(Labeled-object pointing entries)
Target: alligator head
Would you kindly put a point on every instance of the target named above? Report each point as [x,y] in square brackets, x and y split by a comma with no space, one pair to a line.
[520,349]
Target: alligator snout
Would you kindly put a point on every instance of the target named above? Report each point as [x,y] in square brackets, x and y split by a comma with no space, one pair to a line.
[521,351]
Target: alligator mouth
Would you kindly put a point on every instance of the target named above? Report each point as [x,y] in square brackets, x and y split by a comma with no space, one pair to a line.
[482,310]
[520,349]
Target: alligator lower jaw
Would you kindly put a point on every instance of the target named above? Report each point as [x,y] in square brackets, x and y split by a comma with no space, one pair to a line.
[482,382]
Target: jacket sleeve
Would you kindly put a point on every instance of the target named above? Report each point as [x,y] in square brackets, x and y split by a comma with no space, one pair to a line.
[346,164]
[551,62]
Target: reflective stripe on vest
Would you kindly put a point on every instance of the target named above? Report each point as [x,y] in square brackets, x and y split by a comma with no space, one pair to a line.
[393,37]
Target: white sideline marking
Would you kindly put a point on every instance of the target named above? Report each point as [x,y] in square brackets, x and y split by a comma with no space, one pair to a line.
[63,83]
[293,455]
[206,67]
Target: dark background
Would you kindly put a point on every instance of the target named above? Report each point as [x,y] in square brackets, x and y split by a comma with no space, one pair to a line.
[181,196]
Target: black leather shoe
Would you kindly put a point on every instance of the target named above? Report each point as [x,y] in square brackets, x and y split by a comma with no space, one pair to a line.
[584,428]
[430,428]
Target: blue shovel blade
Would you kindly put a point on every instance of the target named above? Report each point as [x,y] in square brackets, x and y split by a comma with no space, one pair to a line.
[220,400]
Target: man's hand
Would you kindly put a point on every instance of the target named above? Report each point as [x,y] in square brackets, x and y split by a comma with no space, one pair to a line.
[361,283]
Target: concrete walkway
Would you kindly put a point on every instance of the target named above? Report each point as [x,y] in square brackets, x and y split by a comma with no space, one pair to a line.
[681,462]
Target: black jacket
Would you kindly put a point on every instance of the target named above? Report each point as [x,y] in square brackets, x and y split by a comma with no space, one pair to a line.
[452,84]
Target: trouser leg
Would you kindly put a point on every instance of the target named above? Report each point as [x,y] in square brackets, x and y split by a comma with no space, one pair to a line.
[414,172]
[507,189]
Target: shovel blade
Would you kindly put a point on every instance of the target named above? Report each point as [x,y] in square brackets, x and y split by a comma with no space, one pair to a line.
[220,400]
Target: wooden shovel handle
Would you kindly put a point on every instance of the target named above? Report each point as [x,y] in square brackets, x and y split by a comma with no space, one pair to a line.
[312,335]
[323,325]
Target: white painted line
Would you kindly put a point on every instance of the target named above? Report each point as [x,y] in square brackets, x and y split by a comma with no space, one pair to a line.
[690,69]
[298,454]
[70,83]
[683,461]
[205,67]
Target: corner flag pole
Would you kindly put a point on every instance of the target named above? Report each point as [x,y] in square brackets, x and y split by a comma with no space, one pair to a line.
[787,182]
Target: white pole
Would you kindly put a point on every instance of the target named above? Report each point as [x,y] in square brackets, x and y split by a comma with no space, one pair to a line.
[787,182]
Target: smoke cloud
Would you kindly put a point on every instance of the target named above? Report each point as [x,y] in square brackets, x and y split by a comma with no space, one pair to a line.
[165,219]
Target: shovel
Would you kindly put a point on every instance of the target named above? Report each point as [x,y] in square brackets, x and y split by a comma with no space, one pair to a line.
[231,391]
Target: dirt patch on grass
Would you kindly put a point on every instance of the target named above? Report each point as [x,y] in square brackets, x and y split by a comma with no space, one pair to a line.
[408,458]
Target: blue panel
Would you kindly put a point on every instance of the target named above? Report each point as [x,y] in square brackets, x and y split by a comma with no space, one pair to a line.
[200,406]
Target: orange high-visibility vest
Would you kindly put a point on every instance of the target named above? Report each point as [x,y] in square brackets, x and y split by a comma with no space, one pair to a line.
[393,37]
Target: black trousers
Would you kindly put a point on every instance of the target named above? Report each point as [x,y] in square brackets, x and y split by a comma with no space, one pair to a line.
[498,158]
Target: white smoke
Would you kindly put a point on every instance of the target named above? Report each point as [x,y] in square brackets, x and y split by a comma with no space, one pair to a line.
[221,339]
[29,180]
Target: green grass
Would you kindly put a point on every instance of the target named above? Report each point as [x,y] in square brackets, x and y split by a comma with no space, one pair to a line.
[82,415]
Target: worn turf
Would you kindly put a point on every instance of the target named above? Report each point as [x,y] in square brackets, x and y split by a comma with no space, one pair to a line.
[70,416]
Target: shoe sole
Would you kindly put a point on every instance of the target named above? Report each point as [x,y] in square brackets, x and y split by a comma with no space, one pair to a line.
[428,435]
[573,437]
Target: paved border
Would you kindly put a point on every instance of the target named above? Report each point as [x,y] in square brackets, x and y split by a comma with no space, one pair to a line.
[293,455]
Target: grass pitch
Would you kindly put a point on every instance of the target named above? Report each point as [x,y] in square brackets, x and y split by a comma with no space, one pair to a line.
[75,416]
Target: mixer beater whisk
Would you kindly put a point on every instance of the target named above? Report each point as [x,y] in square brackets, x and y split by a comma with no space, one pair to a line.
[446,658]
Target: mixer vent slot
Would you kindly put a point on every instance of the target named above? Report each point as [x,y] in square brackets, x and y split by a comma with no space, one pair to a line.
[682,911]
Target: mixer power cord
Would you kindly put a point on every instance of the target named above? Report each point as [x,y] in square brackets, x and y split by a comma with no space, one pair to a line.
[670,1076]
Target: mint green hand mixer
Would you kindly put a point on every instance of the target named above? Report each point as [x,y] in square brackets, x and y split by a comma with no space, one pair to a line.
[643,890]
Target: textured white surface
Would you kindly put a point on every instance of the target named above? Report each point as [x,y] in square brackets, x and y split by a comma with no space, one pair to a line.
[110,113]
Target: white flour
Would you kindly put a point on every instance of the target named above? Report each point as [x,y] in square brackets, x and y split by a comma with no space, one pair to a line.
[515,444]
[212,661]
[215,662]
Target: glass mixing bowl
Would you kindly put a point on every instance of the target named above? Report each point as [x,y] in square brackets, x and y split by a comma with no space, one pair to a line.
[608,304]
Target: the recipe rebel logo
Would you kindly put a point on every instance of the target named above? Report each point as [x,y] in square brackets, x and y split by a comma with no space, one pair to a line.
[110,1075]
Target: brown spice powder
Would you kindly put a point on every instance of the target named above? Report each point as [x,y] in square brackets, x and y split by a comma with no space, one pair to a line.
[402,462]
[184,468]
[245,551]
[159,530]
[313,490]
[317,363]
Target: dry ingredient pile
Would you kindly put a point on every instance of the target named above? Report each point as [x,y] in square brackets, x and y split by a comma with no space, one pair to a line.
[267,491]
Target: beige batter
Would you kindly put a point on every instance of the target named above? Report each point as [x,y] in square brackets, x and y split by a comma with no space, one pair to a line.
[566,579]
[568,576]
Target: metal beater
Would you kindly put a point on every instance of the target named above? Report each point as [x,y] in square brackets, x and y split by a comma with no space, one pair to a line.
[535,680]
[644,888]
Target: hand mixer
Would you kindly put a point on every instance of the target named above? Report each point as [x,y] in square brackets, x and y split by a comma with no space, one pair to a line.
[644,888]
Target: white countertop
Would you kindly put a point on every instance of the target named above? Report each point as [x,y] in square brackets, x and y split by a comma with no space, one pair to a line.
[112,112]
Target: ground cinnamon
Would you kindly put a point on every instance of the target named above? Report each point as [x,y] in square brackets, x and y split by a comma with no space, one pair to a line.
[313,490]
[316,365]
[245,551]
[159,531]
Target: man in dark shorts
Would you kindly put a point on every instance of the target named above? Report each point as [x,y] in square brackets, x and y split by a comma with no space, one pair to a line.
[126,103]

-- GOAL OF THE EXERCISE --
Your task is to return the full listing exactly as it was given.

-- WRITTEN REPLY --
Target: alligator head
Would you kindly put a point on every instance of the target named above? Report each point as [x,y] in square brackets, x and y split by a comma with no space, one pair to a line.
[520,349]
Target: alligator snout
Would you kindly put a point on every instance of the target named above? Report each point as [x,y] in square brackets, x and y split by a comma with no space, one pair to a line.
[521,351]
Target: alligator mouth
Would you kindly put a point on every instance of the target named above? Report each point as [x,y] in square brackets, x and y split by a comma with no space, one pair to a line.
[482,310]
[520,349]
Target: alligator lower jaw
Would you kindly put a point on every instance of the target named above? Report each point as [x,y] in square brackets, x and y split by a comma with no space, one pair to a line.
[482,382]
Target: jacket sleeve
Would you kindly put a point on every instance of the target named above? Report each point as [x,y] in square brackets, x and y split by a comma with no space, one pair to a line.
[346,164]
[551,62]
Target: reflective stripe on vest
Would you kindly put a point on every instance of the target named above? Report each point as [x,y] in square brackets, x and y split by a comma with no space, one pair to a line.
[393,37]
Target: white sideline marking
Would you kindly put a point on every instance of the target named above? Report each point as [x,y] in square brackets, x and y split by a comma with no space, one pair to a line.
[63,83]
[293,455]
[206,67]
Target: dark background
Would you kindly put a point on every instance of the target named above? Report each point as [x,y] in square brackets, x and y split by a comma with no space, one pair to a line.
[181,196]
Target: black leather shoe
Would you kindly put a point on every instance of the target named above? Report each point as [x,y] in square brackets, x and y split by a comma with no space, one pair to a line.
[584,428]
[430,428]
Target: blue shovel blade
Would you kindly put a point on every instance of the target named above? Report each point as [x,y] in square brackets, x and y split by a comma with no space, one pair to a line.
[220,400]
Target: man's hand
Would you kindly put a point on every instance of the target named above? Report each point as [x,y] in square brackets, x and y split by a comma with no space, one pair to a line.
[361,283]
Target: concrete walkway
Would you kindly put a point on every instance of the target named above? Report each point as [x,y] in square brackets, x and y split by a comma with no space, one pair to a line.
[681,462]
Target: black jacket
Would you kindly put a point on every instance of the target named above? Report each point as [x,y] in square brackets, x and y split by a comma with no space, one pair to a line.
[452,84]
Target: trouser leg
Would you kindly put a point on every instance of the target named above? Report each point as [x,y] in square brackets, x and y split by a comma with no space, one pair to a line.
[414,172]
[507,189]
Target: shovel blade
Would you kindly put a point on every instance of the target named above? Report each point as [x,y] in square brackets, x and y split by a comma with no space, one pair to a line.
[220,400]
Target: wooden shovel handle
Would you kindly put a point on every instance of the target named above? Report each point as [x,y] in square brackets, x and y split by a comma with no space, one pair to a line.
[312,335]
[323,325]
Target: white painted line
Would you kindly put a point on every instance of the target named above? Report each point as [x,y] in square brackets, x and y split by a comma with no space, one pair to a line.
[690,69]
[298,454]
[70,83]
[683,461]
[205,67]
Target: corner flag pole
Would you kindly put a point on every instance of the target named above? Report each point as [x,y] in square brackets, x and y split by a comma with no space, one pair to a line.
[787,182]
Target: white pole
Would you kindly put a point on every instance of the target named above? Report each point as [x,y] in square brackets, x and y split by a comma with no space, one pair to a line.
[787,182]
Target: smoke cloud
Would you kindly put a point on every instance of the target named above? Report each point as [x,y] in square brackets, x and y split by a comma with no space, one pair to a line.
[165,219]
Target: shovel
Would you kindly put a point on every instance of the target named above? Report each point as [x,y] in square brackets, x and y split by a comma with no space, one pair to a line.
[231,391]
Target: dirt patch on grass
Would you kindly put a point on every instance of the target named above? Report each point as [x,y] in square brackets, x and y split by a comma with no space, one pair to a line.
[408,458]
Target: blue panel
Would you kindly put a point on every instance of the target named above? Report each point as [x,y] in square brackets, x and y split by a comma with no space, one pair to a line.
[200,406]
Target: orange high-visibility vest
Would you kindly put a point on every instance of the target named above? Report each point as [x,y] in square brackets, x and y split by a comma with no space, one pair to a line.
[393,37]
Target: black trousers
Would you kindly put a point on every instance of the target named above? Report each point as [x,y] in square brackets, x and y split by a comma with no space, one pair to a line.
[498,158]
Target: white smoke
Would you kindly put a point on every instance of the target named above? Report each point as [x,y] in square brackets, x and y split by a comma with no space, one pair to a line.
[221,339]
[29,180]
Target: green grass
Would you kindly put a point on every instance of the target named above? Report each point as [x,y] in square brackets, x and y split by a comma with no space, one pair to a line.
[82,415]
Target: worn turf
Would you kindly put a point on every instance of the target named above? Report each point as [x,y] in square brackets, x and y split by a comma with no space, one pair to a line.
[70,416]
Target: shoe sole
Would you kindly put a point on every instance of the target named above? Report each point as [x,y] in square brackets, x and y split by a comma with no space, one pair to a line.
[428,435]
[573,437]
Target: paved border
Would you kindly put a point on every instance of the target named above? Report each point as [x,y] in square brackets, x and y split by a comma with no space, one pair to a line.
[293,455]
Target: grass pitch
Would you kindly put a point on every instance of the target named above? Report each point as [x,y] in square brackets, x and y split by a comma with no space, one pair to a line.
[75,416]
Target: mixer beater whisk
Would you kindly put a point on every instance of the target named above? Report each point as [x,y] in square brackets, x and y split by a comma with no space, one pair to a line.
[446,658]
Target: mixer vent slot
Would you kindly put a point on every instance of the target named above? Report each point as [x,y] in square brackets, x and y split by a comma with no space, one pair to a line.
[682,911]
Target: mixer power cord
Would you kindly put a point on every instance of the target named above? Report each point as [x,y] in square brackets, x and y split by a comma with no space, one pair to a line.
[670,1076]
Target: mint green hand mixer
Would you kindly put a point on every instance of the target named above? Report each point as [x,y] in square brackets, x and y split by a comma with no space, one pair to a line.
[643,890]
Target: textured white surface
Would you kindly put a point on every instance of the target named above? Report each point as [x,y] in square brackets, x and y split by a comma with no space, one pair to a line.
[110,113]
Target: white flour
Would you kindly put a point on every instance of the target named above? Report each point as [x,y] in square brackets, x and y split by a comma with no space, one pair to a line.
[515,444]
[212,661]
[215,662]
Target: glass mixing bowl
Would you kindly put a point on every instance of the target named above? Report each point as [x,y] in square brackets, x and y split by a comma with no space, one pair to a line.
[608,304]
Target: the recipe rebel logo
Would you kindly put a point on every instance of the target named above? Report each point as [x,y] in square brackets, x and y split by a comma with no space, one pair to a line.
[110,1075]
Target: brown spice powder
Would you kindly put a point on every instance of the target named above? Report each point as [x,y] in square brackets, x and y split by a comma with no space, one pair to a line.
[402,462]
[184,468]
[245,551]
[159,530]
[313,490]
[317,363]
Target: dry ingredient pile
Would you kindly put a point on every instance of the target named above? Report each point as [x,y] in square brackets, x and y split by a comma with no space, one pair to a line.
[267,491]
Target: beige batter
Would you kindly put a point on every instance of the target named above? Report each point as [x,y] in square brackets, x and y split by a comma with no space, one pair to a line.
[566,579]
[568,576]
Target: metal beater
Would you kindly put a point on every instance of the target named above? Report each point as [x,y] in square brackets, x and y split by a comma with no space, one pair to a line.
[535,680]
[644,888]
Target: hand mixer
Would you kindly put a point on every instance of the target named above? Report each point as [x,y] in square brackets, x and y split by a comma with no space, one pair to a line.
[644,888]
Target: white countertop
Would you kindly put a point on every instance of the target named above? Report each point as [x,y] in square brackets, x and y split by a comma with no space, one pair to a line.
[112,112]
Target: ground cinnamon
Would you kindly put a point on every instance of the target named above? Report each point as [x,y] in square brackets, x and y split by a comma with no space, one pair to a line.
[313,490]
[316,365]
[245,551]
[159,531]
Target: man in dark shorts
Would you kindly put a point on every instance of the target named above? Report each point as [x,y] in square brackets, x and y split by a comma with no space, one pair to a line.
[126,103]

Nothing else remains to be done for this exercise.